[Referring expression data]

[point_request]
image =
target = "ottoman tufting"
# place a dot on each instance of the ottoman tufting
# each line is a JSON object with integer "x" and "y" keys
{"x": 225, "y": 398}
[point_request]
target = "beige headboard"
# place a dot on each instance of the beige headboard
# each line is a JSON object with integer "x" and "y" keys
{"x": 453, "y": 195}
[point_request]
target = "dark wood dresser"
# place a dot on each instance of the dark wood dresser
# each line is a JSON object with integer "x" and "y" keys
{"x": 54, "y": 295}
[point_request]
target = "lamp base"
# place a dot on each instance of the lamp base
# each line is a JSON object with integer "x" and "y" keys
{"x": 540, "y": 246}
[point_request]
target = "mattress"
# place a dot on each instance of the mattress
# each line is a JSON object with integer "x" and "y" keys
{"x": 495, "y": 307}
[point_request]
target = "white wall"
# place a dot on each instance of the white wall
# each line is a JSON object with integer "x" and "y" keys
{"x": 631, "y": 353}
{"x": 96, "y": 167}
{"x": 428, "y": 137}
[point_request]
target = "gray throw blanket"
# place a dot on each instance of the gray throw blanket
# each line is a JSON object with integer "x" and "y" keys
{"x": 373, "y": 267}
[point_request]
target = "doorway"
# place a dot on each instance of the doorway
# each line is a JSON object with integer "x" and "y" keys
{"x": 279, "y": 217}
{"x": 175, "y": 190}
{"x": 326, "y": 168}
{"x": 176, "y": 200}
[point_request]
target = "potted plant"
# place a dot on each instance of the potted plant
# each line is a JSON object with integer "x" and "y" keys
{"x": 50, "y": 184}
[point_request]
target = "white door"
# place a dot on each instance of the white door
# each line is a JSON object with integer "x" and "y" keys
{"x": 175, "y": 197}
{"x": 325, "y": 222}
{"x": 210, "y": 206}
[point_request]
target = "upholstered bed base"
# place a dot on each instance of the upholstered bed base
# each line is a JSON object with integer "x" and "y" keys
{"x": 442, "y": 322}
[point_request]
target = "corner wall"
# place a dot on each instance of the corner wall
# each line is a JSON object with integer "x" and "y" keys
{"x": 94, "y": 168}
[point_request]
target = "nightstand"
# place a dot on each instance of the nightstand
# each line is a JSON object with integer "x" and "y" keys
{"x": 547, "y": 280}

--

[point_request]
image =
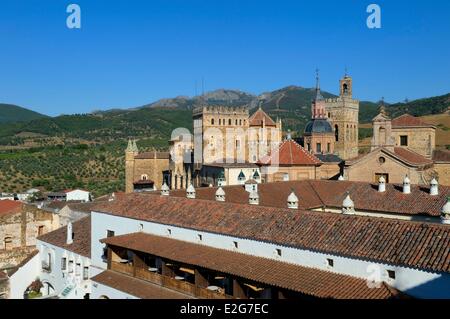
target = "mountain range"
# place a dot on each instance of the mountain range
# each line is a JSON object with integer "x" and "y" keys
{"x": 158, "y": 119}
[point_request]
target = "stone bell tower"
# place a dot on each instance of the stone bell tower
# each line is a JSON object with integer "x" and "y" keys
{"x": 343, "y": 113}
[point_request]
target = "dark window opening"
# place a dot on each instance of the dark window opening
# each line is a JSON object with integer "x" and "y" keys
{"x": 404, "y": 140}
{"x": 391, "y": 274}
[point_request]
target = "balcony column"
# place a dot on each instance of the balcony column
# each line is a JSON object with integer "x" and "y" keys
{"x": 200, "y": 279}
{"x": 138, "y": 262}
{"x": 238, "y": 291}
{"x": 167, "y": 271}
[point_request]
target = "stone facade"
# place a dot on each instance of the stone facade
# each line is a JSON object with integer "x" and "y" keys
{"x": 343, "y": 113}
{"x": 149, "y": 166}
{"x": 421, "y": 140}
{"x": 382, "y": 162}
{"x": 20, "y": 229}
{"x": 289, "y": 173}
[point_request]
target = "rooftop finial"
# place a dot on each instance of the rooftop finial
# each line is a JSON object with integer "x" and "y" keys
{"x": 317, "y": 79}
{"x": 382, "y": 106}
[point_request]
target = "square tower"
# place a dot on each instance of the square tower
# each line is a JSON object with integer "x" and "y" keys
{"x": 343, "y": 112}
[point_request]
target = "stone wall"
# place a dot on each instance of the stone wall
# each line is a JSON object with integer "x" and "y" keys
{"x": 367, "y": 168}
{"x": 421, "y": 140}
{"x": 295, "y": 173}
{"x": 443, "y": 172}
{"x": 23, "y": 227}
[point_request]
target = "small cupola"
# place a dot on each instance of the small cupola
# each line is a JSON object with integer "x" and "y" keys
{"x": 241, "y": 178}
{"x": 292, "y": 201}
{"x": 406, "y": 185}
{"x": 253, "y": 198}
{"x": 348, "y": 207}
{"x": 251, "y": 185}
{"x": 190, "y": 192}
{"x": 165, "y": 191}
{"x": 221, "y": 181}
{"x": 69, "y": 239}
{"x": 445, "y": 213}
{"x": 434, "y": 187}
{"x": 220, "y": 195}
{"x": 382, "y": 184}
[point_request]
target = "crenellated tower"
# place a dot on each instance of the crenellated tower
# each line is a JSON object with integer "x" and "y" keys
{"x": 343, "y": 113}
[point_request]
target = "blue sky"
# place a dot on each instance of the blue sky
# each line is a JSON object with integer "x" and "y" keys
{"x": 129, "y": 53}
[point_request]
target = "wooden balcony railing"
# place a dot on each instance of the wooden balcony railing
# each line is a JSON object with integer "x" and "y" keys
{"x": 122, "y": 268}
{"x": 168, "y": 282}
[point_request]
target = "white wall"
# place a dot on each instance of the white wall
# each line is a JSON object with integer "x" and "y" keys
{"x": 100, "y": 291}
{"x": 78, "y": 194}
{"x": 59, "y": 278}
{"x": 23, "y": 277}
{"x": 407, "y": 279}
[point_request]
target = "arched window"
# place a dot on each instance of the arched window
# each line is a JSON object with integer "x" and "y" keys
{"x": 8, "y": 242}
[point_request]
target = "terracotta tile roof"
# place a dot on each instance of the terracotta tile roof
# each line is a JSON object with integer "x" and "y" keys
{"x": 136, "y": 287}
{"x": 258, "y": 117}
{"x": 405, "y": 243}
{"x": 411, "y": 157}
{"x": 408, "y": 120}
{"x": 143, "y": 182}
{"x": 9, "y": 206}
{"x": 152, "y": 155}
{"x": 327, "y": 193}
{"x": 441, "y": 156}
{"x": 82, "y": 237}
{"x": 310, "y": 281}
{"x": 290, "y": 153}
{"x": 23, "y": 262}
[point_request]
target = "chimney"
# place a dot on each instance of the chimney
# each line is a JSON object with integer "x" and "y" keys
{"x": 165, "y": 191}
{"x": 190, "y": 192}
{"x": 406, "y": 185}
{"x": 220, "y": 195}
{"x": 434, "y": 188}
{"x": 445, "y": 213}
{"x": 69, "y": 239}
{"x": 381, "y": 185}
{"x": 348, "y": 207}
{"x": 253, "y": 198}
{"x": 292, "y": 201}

...

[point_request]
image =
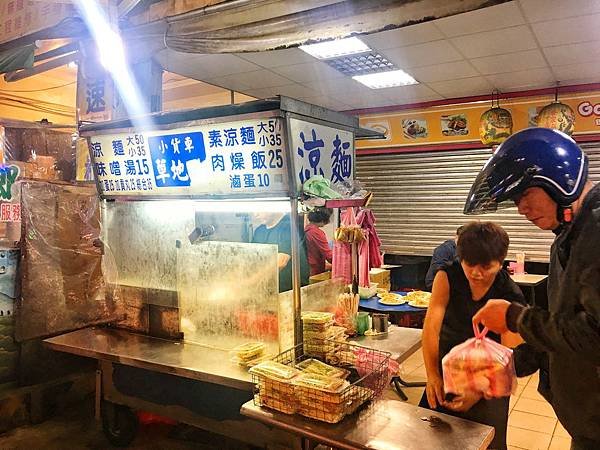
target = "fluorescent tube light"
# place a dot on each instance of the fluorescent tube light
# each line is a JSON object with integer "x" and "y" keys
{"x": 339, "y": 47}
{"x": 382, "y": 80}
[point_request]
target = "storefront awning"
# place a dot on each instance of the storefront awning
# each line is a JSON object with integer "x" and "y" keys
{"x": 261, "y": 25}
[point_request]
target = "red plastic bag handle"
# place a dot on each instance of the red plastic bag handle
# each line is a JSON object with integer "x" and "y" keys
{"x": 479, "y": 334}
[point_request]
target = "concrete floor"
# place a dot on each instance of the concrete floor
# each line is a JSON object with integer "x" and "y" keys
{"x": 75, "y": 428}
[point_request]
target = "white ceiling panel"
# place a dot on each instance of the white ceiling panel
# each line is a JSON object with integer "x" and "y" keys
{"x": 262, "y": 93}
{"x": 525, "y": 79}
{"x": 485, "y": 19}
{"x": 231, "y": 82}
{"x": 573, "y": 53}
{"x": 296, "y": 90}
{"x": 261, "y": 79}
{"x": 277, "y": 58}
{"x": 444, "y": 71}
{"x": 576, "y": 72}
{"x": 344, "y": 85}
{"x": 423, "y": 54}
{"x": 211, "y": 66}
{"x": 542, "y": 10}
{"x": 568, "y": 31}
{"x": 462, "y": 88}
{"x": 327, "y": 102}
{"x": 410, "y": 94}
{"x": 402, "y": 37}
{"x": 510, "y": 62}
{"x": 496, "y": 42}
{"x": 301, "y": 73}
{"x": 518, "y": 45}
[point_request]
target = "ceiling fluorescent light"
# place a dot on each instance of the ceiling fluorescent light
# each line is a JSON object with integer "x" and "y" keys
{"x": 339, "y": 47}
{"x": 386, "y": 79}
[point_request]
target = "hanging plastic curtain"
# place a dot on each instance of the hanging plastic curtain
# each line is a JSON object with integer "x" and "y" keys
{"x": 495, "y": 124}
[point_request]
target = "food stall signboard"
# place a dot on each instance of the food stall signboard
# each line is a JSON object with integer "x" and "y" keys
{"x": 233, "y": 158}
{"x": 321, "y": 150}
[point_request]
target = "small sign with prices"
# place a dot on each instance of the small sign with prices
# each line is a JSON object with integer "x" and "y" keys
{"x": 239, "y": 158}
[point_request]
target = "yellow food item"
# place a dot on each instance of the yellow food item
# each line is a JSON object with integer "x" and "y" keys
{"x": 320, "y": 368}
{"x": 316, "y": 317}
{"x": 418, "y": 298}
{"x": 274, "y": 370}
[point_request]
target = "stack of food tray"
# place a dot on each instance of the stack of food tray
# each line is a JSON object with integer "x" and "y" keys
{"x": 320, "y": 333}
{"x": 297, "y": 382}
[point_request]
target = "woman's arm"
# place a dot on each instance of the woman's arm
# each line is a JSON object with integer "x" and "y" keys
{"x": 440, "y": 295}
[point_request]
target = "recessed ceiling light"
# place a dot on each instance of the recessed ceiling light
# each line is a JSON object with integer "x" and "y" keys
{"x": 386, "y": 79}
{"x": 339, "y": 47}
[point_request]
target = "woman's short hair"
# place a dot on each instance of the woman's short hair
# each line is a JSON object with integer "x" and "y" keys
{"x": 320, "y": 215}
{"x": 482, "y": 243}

Exercise details – Using the data above, reproduce exactly the lines between those holding "# place a dot on each instance of the stone facade" and "# place a dot on each instance of the rooftop", inclusive, and no others.

Exercise response –
# place a dot on each instance of the stone facade
# each line is a JSON object with integer "x" and "y" keys
{"x": 343, "y": 113}
{"x": 149, "y": 166}
{"x": 421, "y": 140}
{"x": 382, "y": 162}
{"x": 20, "y": 229}
{"x": 289, "y": 173}
[point_request]
target = "rooftop finial"
# place a dot on each instance of the rooftop finial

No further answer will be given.